§ **Dettagli esercizio**:
Rispondi a queste domande sul brano:
1. Presso quale organismo è stato costituito il CSIRT italiano?
2. Quale settore, oltre alle Amministrazioni pubbliche, è stato oggetto di tentativi di intrusione da parte degli Atp?
3. Quali sistemi hanno compromesso i collettivi per portare a termine questi attacchi?

Su quest’ultimo fronte la relazione ricorda i progressi introdotti con il decreto cyber questo autunno, che ha previsto “l’assegnazione al Presidente del Consiglio di strumenti d’immediato intervento che consentano, su deliberazione del CISR, di affrontare con la massima efficacia e tempestività situazioni di rischio grave e imminente per la sicurezza nazionale in ambito cyber” e la costituzione presso il Dis del “Computer Security Incident Response Team-CSIRT” italiano, struttura che si affianca al punto di contatto unico NIS e al Nucleo per la Sicurezza Cibernetica-NSC (anch’essi istituiti presso il Dis). Il rafforzamento dei poteri di intervento della presidenza del Consiglio è da salutare con favore, spiega Zanero, perché “nei momenti di crisi, come per altro verso quello che stiamo vivendo con il COVID-19, l’accentramento del coordinamento delle iniziative si rende necessario”.
IL SETTORE OIL&GAS ITALIANO NEL MIRINO
Il 2019 ha dunque confermato l’Italia come target privilegiato dei collettivi hacker statali, i cosiddetti Atp (Advanced persistent threath) che, ha detto Vecchione alla presentazione, “utilizzano strumenti cyber per indebolire i sistemi democratici occidentali”. Nel mirino degli Atp, si legge nella relazione, ci sono soprattutto le Amministrazioni pubbliche. E, fra gli altri, un settore in particolare. “Ripetiti tentativi di intrusione” hanno interessato gli assetti cyber del settore petrolchimico, “pure italiani, in quanto parte integrante della catena del valore di primarie realtà internazionali afferenti all’ambito Oil&Gas”. Per farlo, i collettivi hanno fatto ricorso alla “compromissione dei sistemi di gestione e smistamento della posta elettronica, in cui sono state inoculate sofisticate ed inedite versioni di artefatti malevoli”. In parole semplice, hanno controllato e spiato le mail scambiate fra dirigenti e manager delle aziende del settore, “anche quelle di figure apicali”.

§ **Dati forniti**:
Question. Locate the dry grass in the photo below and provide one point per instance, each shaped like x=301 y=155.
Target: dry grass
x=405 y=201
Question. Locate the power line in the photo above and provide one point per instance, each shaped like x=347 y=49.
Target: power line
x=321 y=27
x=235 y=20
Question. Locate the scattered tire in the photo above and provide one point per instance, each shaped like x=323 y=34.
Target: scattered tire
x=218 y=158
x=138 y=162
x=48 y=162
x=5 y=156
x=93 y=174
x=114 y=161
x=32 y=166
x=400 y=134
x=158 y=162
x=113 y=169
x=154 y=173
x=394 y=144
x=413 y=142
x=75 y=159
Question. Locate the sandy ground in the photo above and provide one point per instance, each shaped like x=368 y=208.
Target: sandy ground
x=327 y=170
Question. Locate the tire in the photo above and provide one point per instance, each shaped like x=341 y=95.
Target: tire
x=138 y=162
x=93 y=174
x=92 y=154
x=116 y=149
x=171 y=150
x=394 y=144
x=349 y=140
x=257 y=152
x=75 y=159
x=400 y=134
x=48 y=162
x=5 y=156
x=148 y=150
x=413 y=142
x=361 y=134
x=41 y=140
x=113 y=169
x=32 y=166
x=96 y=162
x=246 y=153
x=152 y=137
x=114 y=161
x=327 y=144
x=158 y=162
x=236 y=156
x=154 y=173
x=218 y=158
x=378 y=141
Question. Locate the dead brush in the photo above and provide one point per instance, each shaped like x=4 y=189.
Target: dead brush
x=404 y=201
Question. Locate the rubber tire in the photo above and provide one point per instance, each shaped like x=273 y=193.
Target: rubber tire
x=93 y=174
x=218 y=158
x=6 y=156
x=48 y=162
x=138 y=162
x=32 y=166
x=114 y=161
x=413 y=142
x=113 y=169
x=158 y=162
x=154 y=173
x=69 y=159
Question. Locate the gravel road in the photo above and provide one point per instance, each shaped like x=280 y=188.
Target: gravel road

§ **Risposta**:
1. Presso il Dis.
2. Il settore petrolchimico (Oil&Gas).
3. I sistemi di gestione e smistamento della posta elettronica.